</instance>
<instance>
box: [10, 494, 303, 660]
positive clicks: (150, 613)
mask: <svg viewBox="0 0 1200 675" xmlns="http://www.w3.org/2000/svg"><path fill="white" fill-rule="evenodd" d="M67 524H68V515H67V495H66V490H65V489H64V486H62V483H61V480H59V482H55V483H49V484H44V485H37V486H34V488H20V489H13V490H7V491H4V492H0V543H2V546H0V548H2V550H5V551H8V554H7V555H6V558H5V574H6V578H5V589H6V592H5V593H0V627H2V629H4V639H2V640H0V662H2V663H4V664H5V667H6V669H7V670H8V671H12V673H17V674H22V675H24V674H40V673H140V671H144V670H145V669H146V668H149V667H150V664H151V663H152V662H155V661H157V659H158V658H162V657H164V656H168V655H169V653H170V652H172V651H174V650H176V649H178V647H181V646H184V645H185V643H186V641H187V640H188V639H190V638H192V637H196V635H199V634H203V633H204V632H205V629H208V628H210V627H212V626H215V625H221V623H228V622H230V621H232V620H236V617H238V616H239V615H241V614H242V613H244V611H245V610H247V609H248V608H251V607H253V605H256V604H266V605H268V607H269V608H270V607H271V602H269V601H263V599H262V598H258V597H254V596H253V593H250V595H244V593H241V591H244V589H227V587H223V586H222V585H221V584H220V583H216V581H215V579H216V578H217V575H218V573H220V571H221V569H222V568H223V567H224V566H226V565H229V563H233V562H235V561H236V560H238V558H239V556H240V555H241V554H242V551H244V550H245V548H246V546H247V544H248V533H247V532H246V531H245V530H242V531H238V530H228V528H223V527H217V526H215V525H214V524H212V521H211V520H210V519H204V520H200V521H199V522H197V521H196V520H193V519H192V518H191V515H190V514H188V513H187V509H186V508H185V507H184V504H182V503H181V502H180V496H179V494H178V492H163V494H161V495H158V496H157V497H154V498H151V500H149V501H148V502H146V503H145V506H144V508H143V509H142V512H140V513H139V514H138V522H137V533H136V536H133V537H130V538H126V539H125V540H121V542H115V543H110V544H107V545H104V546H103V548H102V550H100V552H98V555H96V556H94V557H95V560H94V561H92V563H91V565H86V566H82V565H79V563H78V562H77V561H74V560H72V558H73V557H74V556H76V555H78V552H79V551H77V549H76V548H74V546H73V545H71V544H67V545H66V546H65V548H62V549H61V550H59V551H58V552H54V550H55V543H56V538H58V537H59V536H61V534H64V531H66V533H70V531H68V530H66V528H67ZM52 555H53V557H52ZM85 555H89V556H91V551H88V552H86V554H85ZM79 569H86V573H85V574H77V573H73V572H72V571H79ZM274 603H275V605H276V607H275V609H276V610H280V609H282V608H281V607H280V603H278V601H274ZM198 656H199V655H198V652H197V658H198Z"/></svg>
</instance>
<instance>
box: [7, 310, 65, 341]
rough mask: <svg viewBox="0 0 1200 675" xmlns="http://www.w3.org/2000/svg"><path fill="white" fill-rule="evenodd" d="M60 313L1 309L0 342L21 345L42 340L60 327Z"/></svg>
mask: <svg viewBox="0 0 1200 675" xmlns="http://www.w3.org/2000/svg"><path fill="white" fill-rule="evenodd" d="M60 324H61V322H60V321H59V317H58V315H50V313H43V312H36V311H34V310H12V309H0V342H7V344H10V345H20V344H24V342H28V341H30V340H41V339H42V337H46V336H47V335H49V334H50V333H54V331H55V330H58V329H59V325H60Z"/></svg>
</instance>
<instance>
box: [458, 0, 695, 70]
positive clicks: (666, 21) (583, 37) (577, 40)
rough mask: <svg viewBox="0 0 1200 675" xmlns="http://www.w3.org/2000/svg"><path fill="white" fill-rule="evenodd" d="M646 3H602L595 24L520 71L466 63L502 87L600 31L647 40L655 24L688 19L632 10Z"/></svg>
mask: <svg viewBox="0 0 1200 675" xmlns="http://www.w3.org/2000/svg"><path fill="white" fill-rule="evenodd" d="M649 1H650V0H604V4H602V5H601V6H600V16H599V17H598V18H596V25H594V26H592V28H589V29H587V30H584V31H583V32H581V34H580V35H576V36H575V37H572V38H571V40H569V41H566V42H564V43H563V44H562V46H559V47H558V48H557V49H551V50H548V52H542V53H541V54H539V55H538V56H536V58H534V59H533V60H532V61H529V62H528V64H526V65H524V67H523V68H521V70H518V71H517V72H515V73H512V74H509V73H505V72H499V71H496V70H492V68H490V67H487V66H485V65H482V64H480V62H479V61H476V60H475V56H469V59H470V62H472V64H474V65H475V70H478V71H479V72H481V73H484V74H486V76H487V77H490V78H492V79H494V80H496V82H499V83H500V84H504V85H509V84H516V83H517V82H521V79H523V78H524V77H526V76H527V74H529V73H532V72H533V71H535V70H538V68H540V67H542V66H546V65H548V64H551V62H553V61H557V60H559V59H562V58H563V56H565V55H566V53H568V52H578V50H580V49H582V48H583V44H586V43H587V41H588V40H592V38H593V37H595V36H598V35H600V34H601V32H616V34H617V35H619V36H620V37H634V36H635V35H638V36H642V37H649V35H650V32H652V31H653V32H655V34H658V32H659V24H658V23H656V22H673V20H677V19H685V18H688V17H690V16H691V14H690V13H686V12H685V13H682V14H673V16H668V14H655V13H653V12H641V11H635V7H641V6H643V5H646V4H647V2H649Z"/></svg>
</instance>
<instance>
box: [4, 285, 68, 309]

● ● ● ● ● ● ●

### Task objective:
Rewrite all of the lines above, changing every "rough mask" to "coarse mask" and leaving everything else as it is.

### Your response:
</instance>
<instance>
box: [10, 494, 303, 660]
positive clicks: (150, 613)
mask: <svg viewBox="0 0 1200 675" xmlns="http://www.w3.org/2000/svg"><path fill="white" fill-rule="evenodd" d="M67 524H68V515H67V495H66V490H65V489H64V486H62V483H61V480H59V482H55V483H49V484H44V485H37V486H34V488H20V489H13V490H7V491H4V492H0V543H2V546H0V548H2V550H5V551H8V554H7V555H6V558H5V574H6V578H5V589H6V592H5V593H0V627H2V629H4V639H2V640H0V662H2V663H4V664H5V667H6V669H7V670H8V671H12V673H17V674H22V675H24V674H40V673H140V671H144V670H145V669H146V668H149V667H150V664H151V663H152V662H155V661H157V659H158V658H162V657H164V656H168V655H169V653H170V652H172V651H174V650H176V649H178V647H181V646H184V645H185V643H186V641H187V640H188V639H190V638H192V637H196V635H199V634H203V633H204V632H205V629H208V628H210V627H212V626H215V625H221V623H228V622H230V621H232V620H236V617H238V616H239V615H241V614H242V613H244V611H245V610H247V609H248V608H251V607H253V605H256V604H266V605H268V607H269V608H270V607H271V602H269V601H263V599H262V598H258V597H254V596H253V593H250V595H244V593H241V591H244V589H227V587H223V586H222V585H221V584H220V583H216V581H215V579H216V578H217V575H218V573H220V571H221V569H222V568H223V567H224V566H226V565H229V563H233V562H235V561H236V560H238V558H239V556H240V555H241V554H242V551H244V550H245V548H246V546H247V544H248V533H247V532H246V531H245V530H242V531H238V530H228V528H223V527H217V526H215V525H214V524H212V521H211V520H210V519H204V520H200V521H199V522H197V521H196V520H193V519H192V518H191V515H190V514H188V513H187V509H186V508H185V507H184V504H182V503H181V502H180V496H179V494H178V492H163V494H161V495H158V496H157V497H154V498H151V500H149V501H148V502H146V503H145V506H144V508H143V509H142V512H140V513H139V514H138V522H137V533H136V536H133V537H130V538H126V539H125V540H121V542H115V543H110V544H107V545H104V546H103V548H102V550H100V552H98V555H96V556H94V557H95V560H94V561H92V563H91V565H86V566H82V565H79V563H78V562H77V561H74V560H72V558H73V557H74V556H76V555H78V552H79V551H77V549H76V548H74V546H73V545H71V544H67V545H66V546H65V548H62V549H61V550H59V551H58V552H54V550H55V543H56V538H58V537H59V536H61V534H64V531H66V533H70V531H68V530H66V528H67ZM52 555H53V557H52ZM85 555H89V556H91V551H88V552H86V554H85ZM79 569H86V573H85V574H77V573H73V572H72V571H79ZM274 603H275V605H276V607H275V609H276V610H280V609H282V608H281V607H280V603H278V601H274ZM198 656H199V655H198V652H197V658H198Z"/></svg>
</instance>
<instance>
box: [7, 310, 65, 341]
coarse mask: <svg viewBox="0 0 1200 675" xmlns="http://www.w3.org/2000/svg"><path fill="white" fill-rule="evenodd" d="M60 313L1 309L0 342L21 345L42 340L60 327Z"/></svg>
mask: <svg viewBox="0 0 1200 675" xmlns="http://www.w3.org/2000/svg"><path fill="white" fill-rule="evenodd" d="M60 324H61V322H60V321H59V317H58V315H50V313H43V312H36V311H34V310H12V309H0V342H7V344H10V345H20V344H24V342H28V341H30V340H41V339H42V337H46V336H47V335H49V334H50V333H54V331H55V330H58V329H59V325H60Z"/></svg>
</instance>
<instance>
box: [458, 0, 695, 70]
positive clicks: (666, 21) (583, 37) (577, 40)
coarse mask: <svg viewBox="0 0 1200 675" xmlns="http://www.w3.org/2000/svg"><path fill="white" fill-rule="evenodd" d="M646 3H602L595 24L520 71L466 63L502 87L600 31L647 40L655 24L688 19L632 10Z"/></svg>
mask: <svg viewBox="0 0 1200 675" xmlns="http://www.w3.org/2000/svg"><path fill="white" fill-rule="evenodd" d="M649 1H650V0H604V4H602V5H601V6H600V16H599V17H598V18H596V25H594V26H592V28H589V29H587V30H584V31H583V32H581V34H580V35H576V36H575V37H572V38H571V40H569V41H566V42H564V43H563V44H562V46H559V47H558V48H557V49H551V50H548V52H542V53H541V54H539V55H538V56H536V58H534V59H533V60H532V61H529V62H528V64H526V65H524V67H523V68H521V70H518V71H517V72H515V73H512V74H509V73H505V72H499V71H496V70H492V68H490V67H487V66H485V65H482V64H480V62H479V61H476V60H475V56H469V59H470V62H472V64H474V65H475V70H478V71H479V72H481V73H484V74H486V76H487V77H490V78H492V79H494V80H496V82H499V83H500V84H504V85H509V84H516V83H517V82H521V79H523V78H524V77H526V76H527V74H529V73H532V72H533V71H535V70H538V68H540V67H542V66H546V65H548V64H551V62H553V61H557V60H559V59H562V58H563V56H565V55H566V53H568V52H578V50H580V49H582V48H583V44H586V43H587V41H588V40H592V38H593V37H595V36H598V35H600V34H601V32H616V34H617V35H619V36H620V37H634V36H635V35H638V36H642V37H649V35H650V32H652V31H653V32H655V34H658V32H659V24H658V23H656V22H673V20H677V19H685V18H688V17H690V16H691V14H690V13H686V12H685V13H682V14H673V16H668V14H655V13H653V12H641V11H635V7H641V6H643V5H646V4H647V2H649Z"/></svg>
</instance>
<instance>
box: [4, 285, 68, 309]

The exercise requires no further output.